Definitely give Titebond a call, I suspect there is something very wrong with that batch. I've had some that froze repeatedly last winter and once I got it resuspended properly, it worked fine. Lumpy and extra thick, but it stuck like it should. All Titebond III -- I only use Titebond II for frames.

Peter


----------



## flyin-lowe (May 15, 2014)

If it came from Santa it might have frozen before it got here.


Can you tell I'm bored on a Sunday night????


----------



## windfall (Dec 8, 2010)

Agreed that if it's not setting up at all, something is almost certainly wrong with the manufacture of the batch

Chalking happens when the glue is used at too low an ambient temperture, or materials are too cold. Essentially the glue is drying before it can develop proper chemical bond....it definetly effects the strength and longevity of the bond. How bad is always hard to say as it depends on how much of the bonding occurred before it dried out. Sometimes it's still pretty strong, but anytime you see it chalk up it should be deemed suspect.

Object location annotation data:
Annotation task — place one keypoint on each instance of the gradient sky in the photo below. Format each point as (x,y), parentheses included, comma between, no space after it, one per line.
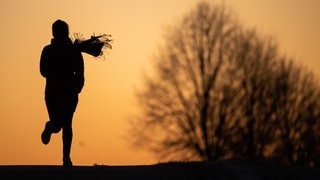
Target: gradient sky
(100,121)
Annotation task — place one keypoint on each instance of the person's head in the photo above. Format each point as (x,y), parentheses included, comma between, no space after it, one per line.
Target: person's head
(60,29)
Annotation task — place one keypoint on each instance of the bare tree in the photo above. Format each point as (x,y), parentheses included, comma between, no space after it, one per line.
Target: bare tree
(219,91)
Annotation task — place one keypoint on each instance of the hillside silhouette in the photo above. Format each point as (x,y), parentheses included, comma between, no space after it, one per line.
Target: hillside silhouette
(228,169)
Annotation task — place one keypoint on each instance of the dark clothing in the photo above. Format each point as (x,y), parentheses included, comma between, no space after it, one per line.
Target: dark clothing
(62,66)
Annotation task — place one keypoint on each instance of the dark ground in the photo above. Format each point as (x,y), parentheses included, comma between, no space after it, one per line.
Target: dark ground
(229,169)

### [What to produce]
Please output the part of the wood glue thread starting with "## flyin-lowe (May" and going on through "(Dec 8, 2010)", copied word for word.

### [Result of this task]
## flyin-lowe (May 15, 2014)

If it came from Santa it might have frozen before it got here.


Can you tell I'm bored on a Sunday night????


----------



## windfall (Dec 8, 2010)